▸ Task details
Down to the last character, write out the records below.

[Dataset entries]
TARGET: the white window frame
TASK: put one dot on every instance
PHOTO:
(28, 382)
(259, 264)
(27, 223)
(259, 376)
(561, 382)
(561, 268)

▸ Task solution
TARGET: the white window frame
TASK: put one dot on every instance
PHOTO:
(28, 382)
(259, 264)
(27, 223)
(259, 376)
(561, 382)
(561, 268)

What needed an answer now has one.